#### BRIEF:
In the records below, locate the line containing "the metal machine", then output that line and all later lines exactly, through the last one.

(Natural-language object grounding data)

------------------------

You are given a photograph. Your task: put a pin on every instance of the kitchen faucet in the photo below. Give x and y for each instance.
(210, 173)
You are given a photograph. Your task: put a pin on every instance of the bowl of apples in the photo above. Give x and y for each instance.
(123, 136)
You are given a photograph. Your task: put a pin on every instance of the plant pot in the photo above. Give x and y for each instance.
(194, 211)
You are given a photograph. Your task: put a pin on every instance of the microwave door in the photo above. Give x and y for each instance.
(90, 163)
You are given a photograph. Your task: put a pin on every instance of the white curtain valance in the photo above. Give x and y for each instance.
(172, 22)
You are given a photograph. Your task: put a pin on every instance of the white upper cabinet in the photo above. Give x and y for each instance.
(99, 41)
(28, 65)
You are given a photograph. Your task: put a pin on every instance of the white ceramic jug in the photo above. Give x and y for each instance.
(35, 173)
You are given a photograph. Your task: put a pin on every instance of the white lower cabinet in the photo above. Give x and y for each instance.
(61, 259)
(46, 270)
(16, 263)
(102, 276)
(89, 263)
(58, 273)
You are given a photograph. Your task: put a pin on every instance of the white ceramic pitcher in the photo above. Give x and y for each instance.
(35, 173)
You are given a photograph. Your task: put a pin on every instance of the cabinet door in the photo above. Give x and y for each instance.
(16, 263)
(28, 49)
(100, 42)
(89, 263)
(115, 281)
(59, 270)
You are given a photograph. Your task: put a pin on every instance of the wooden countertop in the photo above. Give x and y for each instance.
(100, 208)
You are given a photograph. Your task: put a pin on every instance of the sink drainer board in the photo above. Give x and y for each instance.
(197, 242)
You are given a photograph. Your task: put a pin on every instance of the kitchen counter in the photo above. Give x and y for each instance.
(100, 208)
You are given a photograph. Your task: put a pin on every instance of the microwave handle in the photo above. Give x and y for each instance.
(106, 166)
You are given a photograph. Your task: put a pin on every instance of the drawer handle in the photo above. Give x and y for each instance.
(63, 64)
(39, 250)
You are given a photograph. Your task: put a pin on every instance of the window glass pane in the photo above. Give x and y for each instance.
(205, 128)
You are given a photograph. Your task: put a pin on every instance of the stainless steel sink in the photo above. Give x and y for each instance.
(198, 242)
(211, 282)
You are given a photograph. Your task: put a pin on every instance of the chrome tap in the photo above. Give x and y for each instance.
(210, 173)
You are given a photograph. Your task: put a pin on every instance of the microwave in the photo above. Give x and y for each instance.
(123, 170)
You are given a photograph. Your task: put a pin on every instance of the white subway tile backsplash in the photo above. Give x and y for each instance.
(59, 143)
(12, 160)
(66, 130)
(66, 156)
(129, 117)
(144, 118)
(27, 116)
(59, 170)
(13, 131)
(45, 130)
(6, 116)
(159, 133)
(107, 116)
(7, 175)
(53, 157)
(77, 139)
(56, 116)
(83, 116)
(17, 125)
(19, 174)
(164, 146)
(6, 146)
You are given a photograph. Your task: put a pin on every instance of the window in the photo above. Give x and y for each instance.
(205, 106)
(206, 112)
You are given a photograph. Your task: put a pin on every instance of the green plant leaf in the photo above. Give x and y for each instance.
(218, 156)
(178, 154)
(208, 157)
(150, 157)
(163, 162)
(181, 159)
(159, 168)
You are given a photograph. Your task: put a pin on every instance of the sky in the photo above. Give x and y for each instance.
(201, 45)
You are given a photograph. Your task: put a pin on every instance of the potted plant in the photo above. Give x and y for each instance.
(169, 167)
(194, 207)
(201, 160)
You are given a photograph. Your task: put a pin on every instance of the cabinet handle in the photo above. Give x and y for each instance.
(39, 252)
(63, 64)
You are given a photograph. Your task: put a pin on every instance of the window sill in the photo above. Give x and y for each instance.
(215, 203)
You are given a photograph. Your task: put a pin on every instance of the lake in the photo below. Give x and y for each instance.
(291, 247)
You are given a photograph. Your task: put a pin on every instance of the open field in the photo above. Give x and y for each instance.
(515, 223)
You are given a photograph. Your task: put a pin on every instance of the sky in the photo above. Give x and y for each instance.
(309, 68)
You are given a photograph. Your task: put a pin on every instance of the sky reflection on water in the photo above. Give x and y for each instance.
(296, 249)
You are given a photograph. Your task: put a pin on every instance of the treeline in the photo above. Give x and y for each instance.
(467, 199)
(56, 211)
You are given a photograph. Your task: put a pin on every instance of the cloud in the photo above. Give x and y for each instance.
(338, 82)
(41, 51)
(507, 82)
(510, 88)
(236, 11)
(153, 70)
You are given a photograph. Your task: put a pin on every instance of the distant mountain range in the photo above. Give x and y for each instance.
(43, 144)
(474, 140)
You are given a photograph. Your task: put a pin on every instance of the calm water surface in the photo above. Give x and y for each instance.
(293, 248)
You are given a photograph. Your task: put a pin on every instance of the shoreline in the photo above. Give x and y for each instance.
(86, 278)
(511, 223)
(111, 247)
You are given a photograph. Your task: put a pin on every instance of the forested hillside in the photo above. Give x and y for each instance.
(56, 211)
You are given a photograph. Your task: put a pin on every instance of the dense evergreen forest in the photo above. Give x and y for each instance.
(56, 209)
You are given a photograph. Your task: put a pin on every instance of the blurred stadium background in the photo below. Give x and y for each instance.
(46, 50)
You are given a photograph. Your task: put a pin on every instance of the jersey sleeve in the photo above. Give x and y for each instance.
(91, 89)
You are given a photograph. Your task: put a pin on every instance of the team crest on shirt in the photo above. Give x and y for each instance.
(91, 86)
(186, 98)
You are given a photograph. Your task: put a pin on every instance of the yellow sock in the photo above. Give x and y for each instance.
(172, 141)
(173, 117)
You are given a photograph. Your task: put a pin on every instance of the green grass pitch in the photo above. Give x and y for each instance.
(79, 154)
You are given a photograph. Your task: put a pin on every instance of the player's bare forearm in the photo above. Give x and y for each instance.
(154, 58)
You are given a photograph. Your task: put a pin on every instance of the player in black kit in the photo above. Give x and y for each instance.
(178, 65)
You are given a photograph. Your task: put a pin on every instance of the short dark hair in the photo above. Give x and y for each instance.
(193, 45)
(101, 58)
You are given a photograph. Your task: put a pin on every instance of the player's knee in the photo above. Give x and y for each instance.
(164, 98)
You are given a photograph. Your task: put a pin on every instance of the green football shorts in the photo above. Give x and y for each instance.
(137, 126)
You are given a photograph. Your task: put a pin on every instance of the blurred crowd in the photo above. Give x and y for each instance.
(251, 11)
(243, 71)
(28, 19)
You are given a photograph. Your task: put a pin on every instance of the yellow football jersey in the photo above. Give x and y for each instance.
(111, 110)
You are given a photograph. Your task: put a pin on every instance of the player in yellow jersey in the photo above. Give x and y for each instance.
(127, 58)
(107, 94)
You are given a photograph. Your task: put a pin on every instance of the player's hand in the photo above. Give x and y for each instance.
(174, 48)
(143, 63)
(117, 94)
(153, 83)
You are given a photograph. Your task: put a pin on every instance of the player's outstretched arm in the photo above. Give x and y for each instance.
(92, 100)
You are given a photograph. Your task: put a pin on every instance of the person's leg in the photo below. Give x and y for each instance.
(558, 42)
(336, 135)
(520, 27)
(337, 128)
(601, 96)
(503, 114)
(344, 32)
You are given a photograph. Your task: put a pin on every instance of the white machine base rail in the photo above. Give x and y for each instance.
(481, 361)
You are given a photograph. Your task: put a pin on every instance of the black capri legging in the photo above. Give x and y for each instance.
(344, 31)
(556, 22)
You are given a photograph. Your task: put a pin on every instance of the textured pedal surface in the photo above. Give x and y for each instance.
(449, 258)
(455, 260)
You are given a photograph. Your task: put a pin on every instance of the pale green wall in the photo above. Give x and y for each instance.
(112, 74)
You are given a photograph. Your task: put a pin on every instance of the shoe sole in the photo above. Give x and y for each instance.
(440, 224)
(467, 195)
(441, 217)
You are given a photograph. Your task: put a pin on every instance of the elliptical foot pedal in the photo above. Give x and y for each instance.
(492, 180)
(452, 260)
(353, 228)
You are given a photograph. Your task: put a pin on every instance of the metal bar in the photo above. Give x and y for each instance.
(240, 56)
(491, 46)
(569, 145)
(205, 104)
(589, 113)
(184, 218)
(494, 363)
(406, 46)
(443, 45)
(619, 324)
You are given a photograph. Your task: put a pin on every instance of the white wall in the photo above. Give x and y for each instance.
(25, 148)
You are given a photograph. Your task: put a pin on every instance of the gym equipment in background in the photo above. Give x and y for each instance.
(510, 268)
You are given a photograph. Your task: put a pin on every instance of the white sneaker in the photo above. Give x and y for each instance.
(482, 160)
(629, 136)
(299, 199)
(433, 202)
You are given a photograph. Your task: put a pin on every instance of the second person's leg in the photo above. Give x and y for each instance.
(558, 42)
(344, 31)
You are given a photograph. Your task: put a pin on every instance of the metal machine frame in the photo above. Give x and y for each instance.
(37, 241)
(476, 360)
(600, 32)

------------------------

#### TASK OUTPUT:
You are given a photograph. Your task: put a pin on every instance of the metal machine frame in the photo above. Give x and y for each instance.
(37, 241)
(476, 360)
(600, 32)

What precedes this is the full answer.